## Text section:
--
It is important to point out that free markets is a system of economics, while democracy is a system of government. They are different type of systems. For free markets to exist, the concept of individual liberty must be the major premise of any governmental authority. With this in mind, it should be noted that free markets and democracy can exist separate from one another.

In other words there can be democracy without individual liberty, as we witnessed with Nazi Germany. Likewise free markets can exist in the absence of democracy, as demonstrated by Hong Kong under British administration.

When the major premise of any society is individual liberty, the concept of property rights necessarily follows. Property rights and individual liberty go hand in hand; in fact they are actually one in the same. There can be no individual liberty without the right to acquire, keep or trade property that you own or acquire. Is it not obvious the economic system of free markets and individual liberty are based on the same concept of property rights?

Contrast the economic system of free markets to democracy. Democracy is a system of government where citizens determine, either directly or indirectly through their representatives, the laws to be enacted, along with the leaders who will administer laws. Many believe the right to vote is the same as individual liberty; but is it?

Suppose a society has free elections, yet the leader or governmental body has the power to confiscate property at will, demand the authority to enter your property at his/her whim, punish those who are critical to government, regulate or control the production and distribution of goods and services, or force or forbid you to buy a good or service. Would you consider this a free society where individual liberty is the major premise of government? Of course not.
--
## Provided records:
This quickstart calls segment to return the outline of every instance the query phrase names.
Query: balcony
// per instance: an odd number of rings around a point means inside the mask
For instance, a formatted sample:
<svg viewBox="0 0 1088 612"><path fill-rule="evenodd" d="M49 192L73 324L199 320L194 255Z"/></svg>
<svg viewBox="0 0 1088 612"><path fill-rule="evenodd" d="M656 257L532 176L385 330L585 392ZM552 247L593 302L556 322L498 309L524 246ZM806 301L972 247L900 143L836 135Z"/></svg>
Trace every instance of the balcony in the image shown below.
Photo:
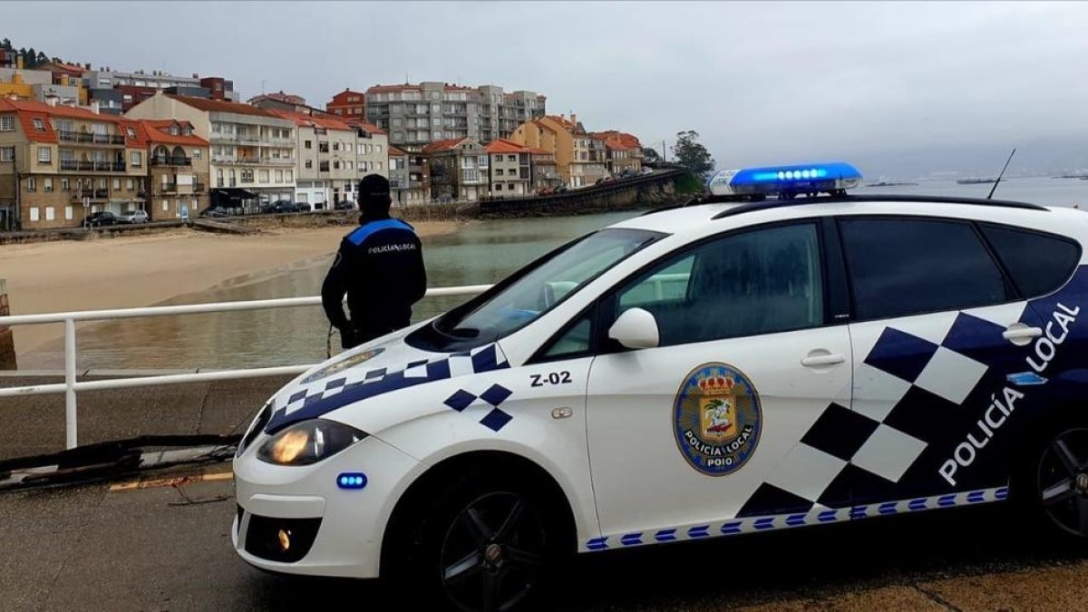
<svg viewBox="0 0 1088 612"><path fill-rule="evenodd" d="M91 134L88 132L71 132L67 130L58 130L57 137L62 143L77 143L84 145L122 145L125 144L125 137L119 134Z"/></svg>
<svg viewBox="0 0 1088 612"><path fill-rule="evenodd" d="M61 170L67 172L124 172L123 161L76 161L74 159L62 159Z"/></svg>
<svg viewBox="0 0 1088 612"><path fill-rule="evenodd" d="M152 157L151 166L193 166L189 157Z"/></svg>
<svg viewBox="0 0 1088 612"><path fill-rule="evenodd" d="M295 166L295 159L290 157L262 157L261 163L269 166Z"/></svg>

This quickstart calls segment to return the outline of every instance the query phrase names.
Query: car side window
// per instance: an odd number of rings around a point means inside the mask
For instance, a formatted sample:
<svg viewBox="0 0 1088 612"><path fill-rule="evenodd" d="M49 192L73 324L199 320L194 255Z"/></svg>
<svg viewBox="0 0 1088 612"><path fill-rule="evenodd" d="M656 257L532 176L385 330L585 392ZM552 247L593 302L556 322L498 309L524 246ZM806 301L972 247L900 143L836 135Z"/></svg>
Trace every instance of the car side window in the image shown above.
<svg viewBox="0 0 1088 612"><path fill-rule="evenodd" d="M1025 298L1056 291L1080 261L1080 245L1068 238L990 223L979 227Z"/></svg>
<svg viewBox="0 0 1088 612"><path fill-rule="evenodd" d="M839 221L855 319L905 317L1000 304L1001 270L968 222Z"/></svg>
<svg viewBox="0 0 1088 612"><path fill-rule="evenodd" d="M616 296L616 316L654 315L659 346L819 326L824 290L814 223L731 234L668 258Z"/></svg>

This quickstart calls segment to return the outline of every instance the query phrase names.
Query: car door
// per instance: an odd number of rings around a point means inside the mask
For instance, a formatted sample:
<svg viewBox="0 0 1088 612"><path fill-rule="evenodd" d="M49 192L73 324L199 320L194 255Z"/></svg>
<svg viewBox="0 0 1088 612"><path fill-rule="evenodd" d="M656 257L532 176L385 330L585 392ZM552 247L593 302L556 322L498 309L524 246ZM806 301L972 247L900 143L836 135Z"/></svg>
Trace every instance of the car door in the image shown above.
<svg viewBox="0 0 1088 612"><path fill-rule="evenodd" d="M601 333L642 308L659 343L593 362L586 428L603 538L589 548L784 525L766 517L842 501L824 490L845 462L804 439L826 412L850 409L850 338L829 325L821 233L805 221L715 237L601 303Z"/></svg>
<svg viewBox="0 0 1088 612"><path fill-rule="evenodd" d="M970 221L860 216L838 225L854 308L853 407L867 432L841 486L860 506L952 505L964 491L970 502L1000 499L1037 313Z"/></svg>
--
## What this task involves:
Set down the part of the passage on free markets and democracy starting at "In other words" and ending at "under British administration.", word for word.

## Task response:
In other words there can be democracy without individual liberty, as we witnessed with Nazi Germany. Likewise free markets can exist in the absence of democracy, as demonstrated by Hong Kong under British administration.